(Excerpt)
The Oppenheimer family has spent half-a-billion rand on a stake in JSE-listed MAS Real Estate to gain exposure to Romania’s commercial real estate market as its looks to spread its wealth further across the world.
Romania is one of the fastest growing countries in central and Eastern Europe. In August its finance ministry said economic output was expected to contract 3.9% in 2020 due to the Covid economic lockdown, before rebounding as much as 4.9% in 2021.
MAS said on Sunday that the tranche of 41.7-million of its shares that sold on Friday for R500m was acquired for the benefit of Mary Oppenheimer’s family interests, under the guidance of adviser Stockdale Street.
Martin Slabbert, the CEO of MAS, said the off-market trade represented a seal of approval of the company’s long-term investment philosophy and was an endorsement of its pre-emptive handling of the Covid-19 pandemic.
(End Excerpt)
• What you need to do:
1) According to the article on the Oppenheimer family's stake in MAS Real Estate, how many MAS shares sold on Friday for R500m?
2) Continue the article about the Oppenheimer family's purchase of MAS Real Estate shares, starting after its last sentence.
(Data listing)
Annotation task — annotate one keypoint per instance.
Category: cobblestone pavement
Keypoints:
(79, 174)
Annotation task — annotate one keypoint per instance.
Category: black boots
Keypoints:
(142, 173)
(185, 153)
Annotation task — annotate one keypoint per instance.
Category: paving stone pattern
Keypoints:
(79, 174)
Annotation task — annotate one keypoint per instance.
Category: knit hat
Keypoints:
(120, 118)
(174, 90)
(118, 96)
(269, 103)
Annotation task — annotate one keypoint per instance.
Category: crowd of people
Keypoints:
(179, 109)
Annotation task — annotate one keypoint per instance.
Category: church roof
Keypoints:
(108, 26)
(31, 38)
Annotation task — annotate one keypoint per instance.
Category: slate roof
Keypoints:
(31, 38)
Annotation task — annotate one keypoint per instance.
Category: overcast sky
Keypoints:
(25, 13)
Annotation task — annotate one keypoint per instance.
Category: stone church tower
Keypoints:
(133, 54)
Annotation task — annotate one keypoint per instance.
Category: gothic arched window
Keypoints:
(End Data listing)
• Answers for the exercise:
1) 41.7 million shares.

2)
MAS, which has a market capitalisation of R9.34bn, invests mostly in Romania, owning malls and offices across the country. The company was created in 2008 as an initiative of several large SA property investors and high-net-worth individuals who were keen to diversify their holdings into overseas markets.
In 2016 MAS formed a relationship with Prime Kapital, which was created by Slabbert and business partner Victor Semionov to obtain access to Prime’s development activities in central and Eastern Europe.
In November 2019 Slabbert became CEO of MAS and Semionov its CFO, with a three-year mandate to dispose of the company’s old assets in Western Europe in favour of higher return opportunities in central and Eastern Europe.
MAS and Prime Kapital’s development pipeline includes three residential projects. The MAS shares acquired by the Oppenheimers’ special purpose vehicle were bought from listed property group Attacq. Attacq owned 20.7% of MAS and will own 14.8% after the Oppenheimer deal.
Slabbert said the deal was “a validation of MAS’s strategic direction, including our broad strategy to divest from Western Europe for redeployment in [central and Eastern Europe], as well as the company’s sound handling of the pandemic”.
Despite the pandemic, long-term consumption growth in the region was expected to outperform Western Europe and MAS was well positioned to benefit from this, he said.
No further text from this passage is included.